### Stated goal
Can you rewrite only the items below that begin at the line containing "Objective — a point for each instance of the downspout" and run through the last one, changing "Objective" to "Target" and leaving everything else as it is?

### Source data
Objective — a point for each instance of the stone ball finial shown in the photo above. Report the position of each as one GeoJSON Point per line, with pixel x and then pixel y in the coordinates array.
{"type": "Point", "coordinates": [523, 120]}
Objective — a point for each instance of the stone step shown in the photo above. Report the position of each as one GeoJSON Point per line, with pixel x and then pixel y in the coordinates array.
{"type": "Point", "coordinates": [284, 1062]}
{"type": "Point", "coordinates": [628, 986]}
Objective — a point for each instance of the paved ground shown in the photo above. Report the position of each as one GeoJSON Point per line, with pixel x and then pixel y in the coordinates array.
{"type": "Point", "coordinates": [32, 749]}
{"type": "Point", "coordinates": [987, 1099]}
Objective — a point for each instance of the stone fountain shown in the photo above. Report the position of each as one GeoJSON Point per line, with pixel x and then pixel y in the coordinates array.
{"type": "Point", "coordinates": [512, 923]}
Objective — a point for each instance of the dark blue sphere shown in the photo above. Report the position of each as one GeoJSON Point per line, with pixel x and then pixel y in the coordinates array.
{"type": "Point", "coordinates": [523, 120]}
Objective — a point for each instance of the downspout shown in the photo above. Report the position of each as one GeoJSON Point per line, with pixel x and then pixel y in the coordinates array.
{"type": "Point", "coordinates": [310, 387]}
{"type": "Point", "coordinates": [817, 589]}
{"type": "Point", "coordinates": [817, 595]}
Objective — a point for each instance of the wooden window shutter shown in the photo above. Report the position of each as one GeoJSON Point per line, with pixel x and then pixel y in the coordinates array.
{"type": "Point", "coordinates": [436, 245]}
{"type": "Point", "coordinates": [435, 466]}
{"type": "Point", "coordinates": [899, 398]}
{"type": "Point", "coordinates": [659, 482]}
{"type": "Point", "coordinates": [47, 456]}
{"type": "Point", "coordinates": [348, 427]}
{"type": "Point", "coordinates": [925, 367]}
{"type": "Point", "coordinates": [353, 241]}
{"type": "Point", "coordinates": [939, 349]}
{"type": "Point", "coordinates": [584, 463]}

### Task response
Target — a point for each instance of the downspout shown in the photo above. Report the position of each as one GeoJSON Point per line, with pixel x and then pixel y in the coordinates array.
{"type": "Point", "coordinates": [310, 387]}
{"type": "Point", "coordinates": [817, 589]}
{"type": "Point", "coordinates": [817, 595]}
Target — a point for each instance of the wooden window shutter shown in the photo above. Report the position of each as one GeoJSON Point per line, with pixel x and then pixel y in the coordinates array.
{"type": "Point", "coordinates": [436, 245]}
{"type": "Point", "coordinates": [435, 466]}
{"type": "Point", "coordinates": [899, 398]}
{"type": "Point", "coordinates": [659, 482]}
{"type": "Point", "coordinates": [47, 456]}
{"type": "Point", "coordinates": [348, 427]}
{"type": "Point", "coordinates": [925, 367]}
{"type": "Point", "coordinates": [353, 241]}
{"type": "Point", "coordinates": [939, 349]}
{"type": "Point", "coordinates": [584, 463]}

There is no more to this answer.